Aim — Set down exactly the lines that run from the line with "For the benchmark, mark every instance of the hanging" to the end of the data, and nothing else.

Source material —

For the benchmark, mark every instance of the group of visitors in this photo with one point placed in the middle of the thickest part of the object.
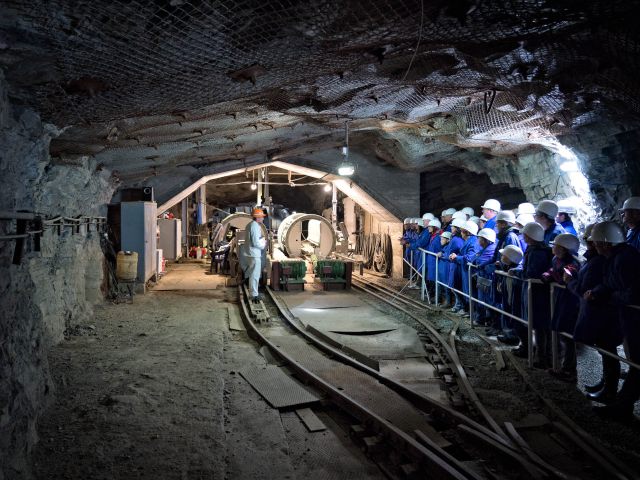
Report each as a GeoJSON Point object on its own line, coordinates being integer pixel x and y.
{"type": "Point", "coordinates": [516, 256]}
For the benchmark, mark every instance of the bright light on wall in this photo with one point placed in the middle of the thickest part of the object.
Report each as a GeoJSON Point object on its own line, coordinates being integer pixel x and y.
{"type": "Point", "coordinates": [569, 166]}
{"type": "Point", "coordinates": [345, 169]}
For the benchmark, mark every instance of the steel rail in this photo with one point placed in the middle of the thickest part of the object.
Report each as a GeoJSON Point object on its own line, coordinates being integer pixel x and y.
{"type": "Point", "coordinates": [453, 355]}
{"type": "Point", "coordinates": [424, 457]}
{"type": "Point", "coordinates": [604, 458]}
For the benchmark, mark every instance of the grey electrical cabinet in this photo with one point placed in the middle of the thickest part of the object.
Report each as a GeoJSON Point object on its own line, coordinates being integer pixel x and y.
{"type": "Point", "coordinates": [170, 236]}
{"type": "Point", "coordinates": [138, 234]}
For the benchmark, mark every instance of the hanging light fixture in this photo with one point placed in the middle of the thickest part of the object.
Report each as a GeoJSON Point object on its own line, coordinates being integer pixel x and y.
{"type": "Point", "coordinates": [346, 168]}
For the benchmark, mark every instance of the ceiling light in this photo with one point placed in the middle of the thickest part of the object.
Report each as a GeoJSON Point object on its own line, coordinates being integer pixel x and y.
{"type": "Point", "coordinates": [346, 168]}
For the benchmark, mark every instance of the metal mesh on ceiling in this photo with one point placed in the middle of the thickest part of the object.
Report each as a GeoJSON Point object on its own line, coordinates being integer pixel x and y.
{"type": "Point", "coordinates": [543, 60]}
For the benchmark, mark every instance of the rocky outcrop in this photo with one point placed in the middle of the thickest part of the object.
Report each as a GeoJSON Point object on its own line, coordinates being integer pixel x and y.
{"type": "Point", "coordinates": [50, 290]}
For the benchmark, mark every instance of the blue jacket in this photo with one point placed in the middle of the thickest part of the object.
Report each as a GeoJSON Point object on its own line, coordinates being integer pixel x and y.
{"type": "Point", "coordinates": [491, 223]}
{"type": "Point", "coordinates": [594, 325]}
{"type": "Point", "coordinates": [537, 260]}
{"type": "Point", "coordinates": [568, 227]}
{"type": "Point", "coordinates": [455, 245]}
{"type": "Point", "coordinates": [621, 286]}
{"type": "Point", "coordinates": [633, 237]}
{"type": "Point", "coordinates": [552, 232]}
{"type": "Point", "coordinates": [467, 254]}
{"type": "Point", "coordinates": [435, 246]}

Worked answer —
For the benchmark, mark every instance of the hanging light fixture in this photo with one point placed in the middle of the thickest part of the object.
Report each as a GeoJSON Point object on its own line, coordinates being integer pixel x and y.
{"type": "Point", "coordinates": [346, 168]}
For the benchmark, mark every instance of the ceiling light in this photo with one point placed in the middle of the thickest part of the object.
Report each as a GeoJSON Point object on its own line, coordinates being integer pixel x and y.
{"type": "Point", "coordinates": [346, 168]}
For the benchmark, mark every instance of the metal mesh on ceiling in this photo with one point placed in the middle of the thickest part of the object.
Report each as a GeoJSON Point object on its own line, coordinates being integer pixel x and y.
{"type": "Point", "coordinates": [543, 60]}
For the benchmark, mark every instance of the rocky outcrop in this photo with one point placed in the middle of the thickest part of the object.
Report each as a GeoJSON Point object on its own line, coordinates being integer pixel x and y.
{"type": "Point", "coordinates": [50, 290]}
For the benchmark, mark every instance of the blue jacket in this photo with one point placed in the middle of the thickest part of the object.
Report each as a GeoJSON Point object on its own line, coordinates being integer pixel x and y.
{"type": "Point", "coordinates": [491, 223]}
{"type": "Point", "coordinates": [594, 325]}
{"type": "Point", "coordinates": [537, 260]}
{"type": "Point", "coordinates": [568, 227]}
{"type": "Point", "coordinates": [455, 245]}
{"type": "Point", "coordinates": [621, 286]}
{"type": "Point", "coordinates": [633, 237]}
{"type": "Point", "coordinates": [552, 232]}
{"type": "Point", "coordinates": [467, 254]}
{"type": "Point", "coordinates": [435, 246]}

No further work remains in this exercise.